Exercise: Reproduce word for word, from the entries below, the line with "Target: green foliage", the line with "Target: lily bulb", and every line between them, and nothing more.

Referring expression data:

┄┄┄┄┄┄

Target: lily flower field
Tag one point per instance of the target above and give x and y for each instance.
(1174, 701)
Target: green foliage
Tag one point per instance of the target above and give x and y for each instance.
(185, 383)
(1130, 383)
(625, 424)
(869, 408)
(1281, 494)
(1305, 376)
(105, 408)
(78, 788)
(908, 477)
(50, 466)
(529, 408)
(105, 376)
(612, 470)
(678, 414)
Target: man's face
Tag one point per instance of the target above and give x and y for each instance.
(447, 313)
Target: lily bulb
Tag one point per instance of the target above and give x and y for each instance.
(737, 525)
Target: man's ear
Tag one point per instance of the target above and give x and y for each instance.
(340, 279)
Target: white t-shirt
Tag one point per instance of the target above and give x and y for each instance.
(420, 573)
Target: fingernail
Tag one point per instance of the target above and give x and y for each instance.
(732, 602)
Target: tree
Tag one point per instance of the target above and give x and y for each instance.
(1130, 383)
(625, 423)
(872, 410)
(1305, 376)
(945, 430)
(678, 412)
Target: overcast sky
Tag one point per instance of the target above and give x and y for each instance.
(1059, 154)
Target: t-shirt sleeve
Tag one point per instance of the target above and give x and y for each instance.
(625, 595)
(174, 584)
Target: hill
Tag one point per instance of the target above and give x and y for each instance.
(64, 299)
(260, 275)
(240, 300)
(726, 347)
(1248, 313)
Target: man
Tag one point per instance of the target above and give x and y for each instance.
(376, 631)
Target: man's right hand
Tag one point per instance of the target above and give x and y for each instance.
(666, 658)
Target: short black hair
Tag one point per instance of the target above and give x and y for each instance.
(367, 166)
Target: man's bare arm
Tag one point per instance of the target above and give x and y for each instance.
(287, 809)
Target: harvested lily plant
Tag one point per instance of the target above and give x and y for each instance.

┄┄┄┄┄┄

Result:
Target: green foliage
Tag one point per instance of the target above and give x and y for each instance.
(185, 383)
(1130, 383)
(625, 424)
(869, 408)
(1281, 494)
(1305, 376)
(105, 408)
(78, 788)
(908, 477)
(50, 466)
(529, 408)
(105, 376)
(612, 470)
(678, 414)
Target: man's face
Tag one point per instance of the target above and give x and y for each instance.
(447, 313)
Target: lily bulb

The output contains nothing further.